> _Texte à lire_:

-- -- --

Big love - Saison 1

Stéphane Argentin | 12 septembre 2007
Stéphane Argentin | 12 septembre 2007

Avec la fin en 2005 de Six feet under et celle, programmée pour 2007, des Soprano, HBO était (désespérément ?) à la recherche d’une saga familiale d’envergure à même de reprendre la place laissée vacante par ces deux (pré)retraités. Après les pompes funèbres et la mafia, le salut pour la chaîne la plus innovante de l’Histoire du petit écran devait donc revenir en cette année 2006 à Big love et son sujet polémique : la polygamie.

-- -- --

> _Consigne écrite a_: D'après le texte, quel est le sujet polémique de Big love ?
Le texte et la liste n'ont pas la même origine.

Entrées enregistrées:
-- -- --

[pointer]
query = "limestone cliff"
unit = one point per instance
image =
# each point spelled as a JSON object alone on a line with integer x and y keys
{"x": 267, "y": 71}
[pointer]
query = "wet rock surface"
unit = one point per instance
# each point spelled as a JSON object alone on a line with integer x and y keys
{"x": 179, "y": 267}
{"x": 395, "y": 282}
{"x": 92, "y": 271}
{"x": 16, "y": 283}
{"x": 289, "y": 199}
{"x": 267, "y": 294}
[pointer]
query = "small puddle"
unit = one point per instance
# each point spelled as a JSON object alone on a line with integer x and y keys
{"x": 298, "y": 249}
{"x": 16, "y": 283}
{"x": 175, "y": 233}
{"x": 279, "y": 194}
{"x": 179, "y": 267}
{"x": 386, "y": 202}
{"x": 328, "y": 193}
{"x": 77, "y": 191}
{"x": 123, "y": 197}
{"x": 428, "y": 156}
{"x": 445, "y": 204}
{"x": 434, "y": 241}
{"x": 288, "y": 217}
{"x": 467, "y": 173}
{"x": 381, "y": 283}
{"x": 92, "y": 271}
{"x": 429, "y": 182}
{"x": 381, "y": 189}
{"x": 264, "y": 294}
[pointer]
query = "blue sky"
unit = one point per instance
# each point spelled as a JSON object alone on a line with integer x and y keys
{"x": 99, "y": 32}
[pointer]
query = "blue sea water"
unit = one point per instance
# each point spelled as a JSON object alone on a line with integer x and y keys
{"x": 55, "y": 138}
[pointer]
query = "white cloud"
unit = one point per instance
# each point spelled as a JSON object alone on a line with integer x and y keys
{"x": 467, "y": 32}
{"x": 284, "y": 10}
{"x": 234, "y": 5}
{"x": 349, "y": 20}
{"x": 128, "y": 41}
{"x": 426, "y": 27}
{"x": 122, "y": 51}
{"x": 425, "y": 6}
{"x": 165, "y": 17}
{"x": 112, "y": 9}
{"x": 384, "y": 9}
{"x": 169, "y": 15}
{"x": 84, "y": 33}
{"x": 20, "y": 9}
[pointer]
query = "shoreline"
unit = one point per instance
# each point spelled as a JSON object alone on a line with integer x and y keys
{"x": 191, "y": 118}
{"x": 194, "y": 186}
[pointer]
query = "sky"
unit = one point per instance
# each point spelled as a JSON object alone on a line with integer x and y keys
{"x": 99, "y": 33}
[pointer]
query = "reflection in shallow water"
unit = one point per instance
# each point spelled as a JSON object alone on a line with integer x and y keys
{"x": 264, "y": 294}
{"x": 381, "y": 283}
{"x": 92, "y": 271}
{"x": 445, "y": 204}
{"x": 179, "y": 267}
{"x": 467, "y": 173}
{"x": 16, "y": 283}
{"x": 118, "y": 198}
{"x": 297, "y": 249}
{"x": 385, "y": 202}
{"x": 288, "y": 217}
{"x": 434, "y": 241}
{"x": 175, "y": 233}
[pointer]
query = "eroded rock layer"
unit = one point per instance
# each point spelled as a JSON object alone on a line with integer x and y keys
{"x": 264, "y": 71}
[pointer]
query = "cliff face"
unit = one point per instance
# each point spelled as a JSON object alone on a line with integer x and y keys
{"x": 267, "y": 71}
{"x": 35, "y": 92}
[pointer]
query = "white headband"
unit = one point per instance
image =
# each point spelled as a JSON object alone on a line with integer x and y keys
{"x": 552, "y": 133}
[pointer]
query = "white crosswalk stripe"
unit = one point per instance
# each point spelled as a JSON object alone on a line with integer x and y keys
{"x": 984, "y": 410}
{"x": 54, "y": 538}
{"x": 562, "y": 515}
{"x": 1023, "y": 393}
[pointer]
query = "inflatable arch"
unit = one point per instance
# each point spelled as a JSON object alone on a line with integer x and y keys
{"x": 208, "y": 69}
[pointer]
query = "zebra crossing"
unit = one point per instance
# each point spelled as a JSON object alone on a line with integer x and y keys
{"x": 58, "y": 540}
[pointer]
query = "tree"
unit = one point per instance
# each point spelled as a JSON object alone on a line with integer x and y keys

-- -- --

> _Consigne écrite b_: Indiquez combien de lignes de la liste contiennent la chaîne « white », en tenant compte de la casse. Donnez seulement le nombre.

> _Réponse attendue a_: La polygamie.

> _Réponse attendue b_: 3